Text shown:
-- BEGIN --

These facilities produce enough electricity to power more than one million
homes. Including projects under construction or development in which we have an
equity share, our cogeneration and conventional power portfolio exceeds 3,000
megawatts.
A major new project is in Indonesia, where subsidiaries of Texaco and
Chevron and a private partner have constructed the largest cogeneration plant of
its kind in that country. The $190 million, 300-megawatt gas-fired plant
supplies power and steam for use in steamflooding the Duri field in Indonesia's
Central Sumatra Province.
A key new combined cycle power project in Thailand began operations in
2000. This $400 million, 740-megawatt gas-fired plant will feed the growing
power needs of Thailand's rapidly expanding economy.
Another 2000 addition to our power portfolio was the acquisition of a 25%
interest in two gas-fired combined cycle power plants in Korea. The $690 million
plants, which together total 951 megawatts, are located in newly constructed
suburban areas of greater Seoul.
Through our electrical power and gasification businesses, we are currently
involved in power projects, either through ownership or licensing, that will
produce over 8,500 megawatts of power.

-- END --

Data for processing:
-- BEGIN --

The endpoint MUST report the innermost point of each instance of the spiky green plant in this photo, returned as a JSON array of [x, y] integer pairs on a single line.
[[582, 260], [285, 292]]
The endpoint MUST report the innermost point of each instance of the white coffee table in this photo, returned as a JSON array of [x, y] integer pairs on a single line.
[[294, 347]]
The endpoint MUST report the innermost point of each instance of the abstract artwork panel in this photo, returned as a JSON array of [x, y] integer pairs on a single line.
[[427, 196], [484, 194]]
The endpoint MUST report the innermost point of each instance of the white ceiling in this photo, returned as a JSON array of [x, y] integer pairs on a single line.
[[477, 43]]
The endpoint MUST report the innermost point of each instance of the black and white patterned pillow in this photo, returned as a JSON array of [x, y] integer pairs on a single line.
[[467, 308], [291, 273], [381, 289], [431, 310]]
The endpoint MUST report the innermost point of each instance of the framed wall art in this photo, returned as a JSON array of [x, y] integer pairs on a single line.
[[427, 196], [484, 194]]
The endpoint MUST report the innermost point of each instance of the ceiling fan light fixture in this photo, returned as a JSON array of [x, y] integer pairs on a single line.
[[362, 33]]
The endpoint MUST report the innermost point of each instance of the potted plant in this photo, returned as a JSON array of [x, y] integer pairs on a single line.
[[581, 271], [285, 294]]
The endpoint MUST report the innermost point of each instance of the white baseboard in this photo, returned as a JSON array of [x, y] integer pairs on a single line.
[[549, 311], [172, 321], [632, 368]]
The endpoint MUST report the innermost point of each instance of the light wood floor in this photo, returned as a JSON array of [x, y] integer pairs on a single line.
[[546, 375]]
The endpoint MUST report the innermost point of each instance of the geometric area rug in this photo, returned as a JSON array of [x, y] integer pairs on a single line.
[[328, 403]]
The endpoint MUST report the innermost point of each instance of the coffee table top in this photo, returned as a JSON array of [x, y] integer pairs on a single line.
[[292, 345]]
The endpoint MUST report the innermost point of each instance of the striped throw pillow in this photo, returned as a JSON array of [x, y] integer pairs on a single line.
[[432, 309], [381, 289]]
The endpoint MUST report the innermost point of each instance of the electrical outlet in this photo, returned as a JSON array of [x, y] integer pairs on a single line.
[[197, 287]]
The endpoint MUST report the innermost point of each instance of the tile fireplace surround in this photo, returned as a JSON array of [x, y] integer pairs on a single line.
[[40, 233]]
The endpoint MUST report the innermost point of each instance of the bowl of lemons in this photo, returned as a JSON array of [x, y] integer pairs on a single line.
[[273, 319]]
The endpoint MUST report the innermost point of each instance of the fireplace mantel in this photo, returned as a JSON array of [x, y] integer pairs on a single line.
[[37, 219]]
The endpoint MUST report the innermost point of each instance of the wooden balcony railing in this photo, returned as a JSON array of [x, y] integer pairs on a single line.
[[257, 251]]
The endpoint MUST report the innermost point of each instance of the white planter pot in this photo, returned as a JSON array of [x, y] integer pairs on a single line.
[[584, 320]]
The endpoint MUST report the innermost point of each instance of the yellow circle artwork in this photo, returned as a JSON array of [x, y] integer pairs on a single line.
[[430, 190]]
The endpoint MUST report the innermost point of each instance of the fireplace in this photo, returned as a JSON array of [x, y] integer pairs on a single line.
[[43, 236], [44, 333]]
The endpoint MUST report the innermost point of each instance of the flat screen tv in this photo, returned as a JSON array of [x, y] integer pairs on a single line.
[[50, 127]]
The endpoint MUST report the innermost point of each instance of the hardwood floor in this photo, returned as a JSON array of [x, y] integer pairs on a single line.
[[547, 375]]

-- END --

Requirements:
A: Condense the paragraph of the power projects text that begins "A major new project is in Indonesia" into a short bulleted list that keeps its main facts.
B: From the listing, copy verbatim the lines running from the line with "the white baseboard" to the line with "[[546, 375]]", including both of those lines and nothing else.
The power projects text and the listing are unrelated material.

Per-task outputs:
A:
- Location: Indonesia, the Duri field in Central Sumatra Province
- Built by subsidiaries of Texaco and Chevron with a private partner
- The largest cogeneration plant of its kind in Indonesia
- Cost and size: $190 million, 300 megawatts, gas-fired
- Purpose: supplies power and steam for steamflooding the Duri field

B:
The endpoint MUST report the innermost point of each instance of the white baseboard in this photo, returned as a JSON array of [x, y] integer pairs on a single line.
[[549, 311], [172, 321], [632, 368]]
The endpoint MUST report the innermost point of each instance of the light wood floor in this photo, returned as a JSON array of [x, y] integer pairs on a single line.
[[546, 375]]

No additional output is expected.